**Extract**
## begin
# Kaggle Feature Engineering microcurse
- Better features make better models. 
- Discover how to get the most out of your data
- https://www.kaggle.com/learn/feature-engineering

## 2.- Mutual Information
- Locate features with the most potential.

### Intro
- First encountering a new dataset can feel overhelming

1. a great first step is construct a ranking with a __feature utility metric__ ( a function measuring associations between a feature and the target).
2. Then you can choose a smaller set of the most useful features to develop initially and have more confidence that your time will be well spent.
3. The metric we'll use is called "mutual information". 

#### Mutual information
- is a lot like correlation in that it measures a relationship between two quantities. The advantage of mutual information is that it can detect any kind of relationship, while correlation only detects linear relationships.
- Mutual information is a great general-purpose metric and especially useful at the start of feature development when you might not know what model you'd like to use yet. It is:
  1. easy to use an interpret.
  2. computationally efficient,
  3. thererically well-founded,
  4. resistant to overfitting, and,
  5. able to detect any kind of relationship.

### Mutual Information and What It Measures

- Mutual information describes relationships in terms of uncertainty.
- The __mutual information__ (MI) between two quantities is a measure of the extent to which knowledge of one quantity reduces uncertainty about the other.
- If you knew the value of a feature, how much more confident would you be about the target?

### Interpreting Mutual Information Scores
- The least possible mutual information between quantities is 0.0 MI = 0, quantities are totally independent.
- MI > 2.0 or so are uncommon (MI is a logarithmic qty, increases slowly).

1. MI can help you to understand the relative potential of a feature as a predictor of the target, considered by itself.
2. t's possible for a feature to be very informative when interacting with other features, but not so informative all alone. MI can't detect interactions between features. It is a univariate metric.
## end
**Material for the task**
## begin
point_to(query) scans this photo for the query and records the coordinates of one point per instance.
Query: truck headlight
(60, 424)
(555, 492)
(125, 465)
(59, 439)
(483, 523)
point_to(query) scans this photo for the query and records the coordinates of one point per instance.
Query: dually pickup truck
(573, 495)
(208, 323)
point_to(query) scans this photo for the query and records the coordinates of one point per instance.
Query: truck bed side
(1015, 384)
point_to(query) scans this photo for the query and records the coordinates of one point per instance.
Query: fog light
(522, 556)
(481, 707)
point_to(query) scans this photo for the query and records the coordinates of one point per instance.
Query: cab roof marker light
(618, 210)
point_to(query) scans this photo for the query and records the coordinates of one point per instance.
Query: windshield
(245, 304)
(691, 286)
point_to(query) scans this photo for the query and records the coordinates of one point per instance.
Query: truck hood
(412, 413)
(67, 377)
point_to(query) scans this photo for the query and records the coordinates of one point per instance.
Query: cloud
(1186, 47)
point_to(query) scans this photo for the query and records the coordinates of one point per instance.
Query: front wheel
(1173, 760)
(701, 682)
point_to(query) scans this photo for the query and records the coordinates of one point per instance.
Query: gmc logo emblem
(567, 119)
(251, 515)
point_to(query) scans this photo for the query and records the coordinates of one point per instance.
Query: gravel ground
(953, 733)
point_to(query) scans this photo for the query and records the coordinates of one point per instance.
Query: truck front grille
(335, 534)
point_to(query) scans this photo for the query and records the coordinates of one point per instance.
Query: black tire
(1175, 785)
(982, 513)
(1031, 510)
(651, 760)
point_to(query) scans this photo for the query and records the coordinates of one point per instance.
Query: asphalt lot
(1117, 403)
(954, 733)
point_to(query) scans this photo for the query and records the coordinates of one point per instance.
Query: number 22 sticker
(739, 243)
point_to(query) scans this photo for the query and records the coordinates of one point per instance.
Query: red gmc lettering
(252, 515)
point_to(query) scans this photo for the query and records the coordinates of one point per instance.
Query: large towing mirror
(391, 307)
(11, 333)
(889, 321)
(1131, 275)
## end
## begin
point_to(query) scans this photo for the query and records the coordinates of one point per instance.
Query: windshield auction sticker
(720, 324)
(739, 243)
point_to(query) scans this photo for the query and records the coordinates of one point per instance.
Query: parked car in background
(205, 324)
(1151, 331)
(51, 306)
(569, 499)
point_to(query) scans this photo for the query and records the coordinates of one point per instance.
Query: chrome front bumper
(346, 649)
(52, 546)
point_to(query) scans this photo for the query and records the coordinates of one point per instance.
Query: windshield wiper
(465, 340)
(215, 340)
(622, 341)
## end
**Written exercise A**
According to the Kaggle feature engineering notes, what kind of relationship does correlation detect?
**Written exercise B**
How many lines of the entries contain the word "truck"? Count case-sensitively and give only the number.
The notes and the entries have nothing to do with each other.

**Worked solution A**
Only linear relationships.

**Worked solution B**
5